* **Try it**
Find the line that contains "the swimming pool — bbox it" in the entries below. Output it and each later line exactly, and nothing else.

(Dataset records)
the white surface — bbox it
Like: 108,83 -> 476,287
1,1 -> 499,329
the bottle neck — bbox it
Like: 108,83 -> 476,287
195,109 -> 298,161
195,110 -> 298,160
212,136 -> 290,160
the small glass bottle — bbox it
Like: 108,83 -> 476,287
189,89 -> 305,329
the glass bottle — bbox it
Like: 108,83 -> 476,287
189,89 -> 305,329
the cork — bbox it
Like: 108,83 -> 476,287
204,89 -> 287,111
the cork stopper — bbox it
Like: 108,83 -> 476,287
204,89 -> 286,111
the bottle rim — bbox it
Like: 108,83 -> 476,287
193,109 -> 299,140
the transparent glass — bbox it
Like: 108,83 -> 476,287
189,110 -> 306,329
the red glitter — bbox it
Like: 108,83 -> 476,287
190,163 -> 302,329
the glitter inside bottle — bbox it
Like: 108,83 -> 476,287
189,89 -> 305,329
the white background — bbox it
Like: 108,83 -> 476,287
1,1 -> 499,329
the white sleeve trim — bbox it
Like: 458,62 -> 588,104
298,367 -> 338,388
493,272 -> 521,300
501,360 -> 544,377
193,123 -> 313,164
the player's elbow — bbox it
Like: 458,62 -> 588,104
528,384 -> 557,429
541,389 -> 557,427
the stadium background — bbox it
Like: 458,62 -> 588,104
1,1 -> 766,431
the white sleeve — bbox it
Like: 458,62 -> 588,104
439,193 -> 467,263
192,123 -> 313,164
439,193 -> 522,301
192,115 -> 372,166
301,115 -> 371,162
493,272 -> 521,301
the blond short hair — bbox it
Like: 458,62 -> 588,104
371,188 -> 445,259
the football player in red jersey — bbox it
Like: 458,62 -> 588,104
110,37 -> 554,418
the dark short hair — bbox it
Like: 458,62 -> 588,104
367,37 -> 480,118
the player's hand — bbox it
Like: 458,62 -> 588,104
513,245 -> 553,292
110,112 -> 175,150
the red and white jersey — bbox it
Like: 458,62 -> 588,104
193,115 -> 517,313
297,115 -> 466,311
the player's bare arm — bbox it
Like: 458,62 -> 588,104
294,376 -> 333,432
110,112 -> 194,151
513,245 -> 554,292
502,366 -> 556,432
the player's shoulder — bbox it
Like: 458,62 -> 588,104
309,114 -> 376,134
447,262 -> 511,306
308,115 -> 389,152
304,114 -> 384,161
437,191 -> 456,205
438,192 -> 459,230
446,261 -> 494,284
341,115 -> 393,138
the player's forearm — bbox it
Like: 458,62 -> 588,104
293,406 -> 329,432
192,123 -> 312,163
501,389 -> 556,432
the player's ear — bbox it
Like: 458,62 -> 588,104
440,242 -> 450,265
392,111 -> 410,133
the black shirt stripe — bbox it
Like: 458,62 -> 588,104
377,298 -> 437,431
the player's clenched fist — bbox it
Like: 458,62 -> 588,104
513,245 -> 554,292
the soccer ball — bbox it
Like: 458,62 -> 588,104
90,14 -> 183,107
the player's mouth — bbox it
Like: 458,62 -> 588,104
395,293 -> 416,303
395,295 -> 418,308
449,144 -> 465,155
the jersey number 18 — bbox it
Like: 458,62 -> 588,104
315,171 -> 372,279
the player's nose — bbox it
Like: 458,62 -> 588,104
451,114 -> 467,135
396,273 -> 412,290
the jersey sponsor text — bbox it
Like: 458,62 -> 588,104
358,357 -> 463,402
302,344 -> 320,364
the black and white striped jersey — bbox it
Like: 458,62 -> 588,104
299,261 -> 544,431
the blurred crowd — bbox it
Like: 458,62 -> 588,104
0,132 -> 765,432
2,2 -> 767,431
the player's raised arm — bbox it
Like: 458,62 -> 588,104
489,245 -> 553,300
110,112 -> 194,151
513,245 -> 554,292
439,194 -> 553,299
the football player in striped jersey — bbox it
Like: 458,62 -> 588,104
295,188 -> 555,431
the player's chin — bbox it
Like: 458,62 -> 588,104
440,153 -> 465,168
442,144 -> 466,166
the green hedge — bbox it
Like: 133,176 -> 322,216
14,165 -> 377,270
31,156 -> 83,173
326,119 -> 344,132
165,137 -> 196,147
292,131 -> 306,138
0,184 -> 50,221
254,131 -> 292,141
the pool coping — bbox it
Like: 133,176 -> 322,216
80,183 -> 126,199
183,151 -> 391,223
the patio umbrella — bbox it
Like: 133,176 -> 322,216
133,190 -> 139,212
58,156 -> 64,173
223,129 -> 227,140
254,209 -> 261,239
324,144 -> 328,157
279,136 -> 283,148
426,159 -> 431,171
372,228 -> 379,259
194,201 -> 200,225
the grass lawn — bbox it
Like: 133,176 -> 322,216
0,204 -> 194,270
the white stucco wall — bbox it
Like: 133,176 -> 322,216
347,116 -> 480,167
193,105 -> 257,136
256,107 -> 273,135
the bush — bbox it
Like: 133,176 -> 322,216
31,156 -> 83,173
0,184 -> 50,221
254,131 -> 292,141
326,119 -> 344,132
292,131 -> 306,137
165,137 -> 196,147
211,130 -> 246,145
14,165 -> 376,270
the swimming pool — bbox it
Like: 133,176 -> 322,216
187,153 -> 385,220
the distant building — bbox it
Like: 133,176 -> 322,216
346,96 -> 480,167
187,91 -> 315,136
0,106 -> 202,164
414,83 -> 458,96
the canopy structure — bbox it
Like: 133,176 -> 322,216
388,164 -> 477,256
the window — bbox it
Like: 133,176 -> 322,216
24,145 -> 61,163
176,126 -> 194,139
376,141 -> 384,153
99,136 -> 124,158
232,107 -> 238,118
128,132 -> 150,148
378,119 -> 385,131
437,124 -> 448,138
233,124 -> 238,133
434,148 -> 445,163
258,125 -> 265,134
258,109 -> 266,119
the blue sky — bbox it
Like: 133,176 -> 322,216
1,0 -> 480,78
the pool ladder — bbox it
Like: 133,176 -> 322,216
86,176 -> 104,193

* **Written solution**
the swimming pool — bbox it
Like: 133,176 -> 322,216
187,153 -> 385,220
the distant building — bbox it
Like: 133,176 -> 322,216
346,96 -> 480,167
187,91 -> 315,136
0,106 -> 202,164
414,83 -> 458,96
the canopy structure — bbox it
Like: 133,176 -> 322,216
388,164 -> 477,256
the window — bbox it
Like: 133,176 -> 322,216
24,145 -> 61,163
176,126 -> 194,139
376,141 -> 384,153
99,136 -> 124,158
232,107 -> 238,118
128,132 -> 150,148
378,119 -> 385,131
437,124 -> 448,138
233,124 -> 238,133
434,148 -> 445,163
258,125 -> 265,134
258,109 -> 266,119
the blue sky — bbox it
Like: 133,176 -> 322,216
1,0 -> 480,78
the pool ladder — bbox it
Like: 133,176 -> 322,216
86,176 -> 104,193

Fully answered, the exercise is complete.